[Stored items]
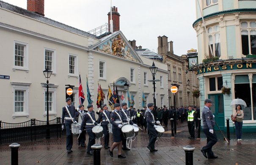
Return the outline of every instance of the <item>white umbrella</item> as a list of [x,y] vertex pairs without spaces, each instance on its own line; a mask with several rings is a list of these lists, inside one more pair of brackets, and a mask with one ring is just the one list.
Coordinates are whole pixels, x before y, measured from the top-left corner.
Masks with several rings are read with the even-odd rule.
[[240,105],[242,108],[244,108],[247,107],[245,102],[241,99],[238,98],[232,100],[232,102],[231,102],[231,103],[230,103],[230,107],[235,108],[238,104]]

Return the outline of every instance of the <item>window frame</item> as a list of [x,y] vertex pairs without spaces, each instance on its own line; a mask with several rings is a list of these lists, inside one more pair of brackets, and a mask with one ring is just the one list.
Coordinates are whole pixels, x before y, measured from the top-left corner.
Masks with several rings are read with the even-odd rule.
[[[16,56],[16,55],[15,54],[15,47],[16,44],[22,45],[24,47],[24,55],[23,58],[23,66],[17,66],[15,65],[15,57]],[[28,71],[29,70],[28,69],[28,44],[17,41],[14,41],[14,51],[13,69],[14,70],[17,69]]]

- DIRECTIVE
Convert the records above into a two-column CSV with the headers instruction and outline. Give one row for each instruction and its outline, put each value in a quoted field with line breaks replaced by spaces, and leave out the pictures.

- ANSWER TO THIS PROBLEM
instruction,outline
"Return the outline of every instance of the <item>white umbrella</item> as a list of [x,y] vertex pairs without spaces, each instance on its own line; a mask with several rings is a list of these lists, inside one more pair of brackets, and a mask with one ring is just the one list. Coordinates are whole pixels, x before y, measured from the top-left corner. Masks with several rings are read with the even-odd rule.","[[240,105],[242,108],[244,108],[247,107],[245,102],[241,99],[238,98],[232,100],[232,102],[231,102],[231,103],[230,103],[230,107],[235,108],[238,104]]"
"Return the outline of every instance of the <item>window frame</item> as a list of [x,y] vertex pairs without spaces, each instance on its own line; a mask with several rings is a list of these lists, inside one more pair of brackets, and a mask with one ring is just the one list. Coordinates are whole pixels, x before y, measured from the top-left corner. Masks with several rings are read with the even-odd rule.","[[[16,56],[16,55],[15,54],[15,47],[16,44],[22,45],[24,47],[24,55],[23,58],[23,66],[17,66],[15,65],[15,57]],[[28,71],[29,70],[28,69],[28,44],[17,41],[14,41],[14,51],[13,69],[14,70],[17,69]]]"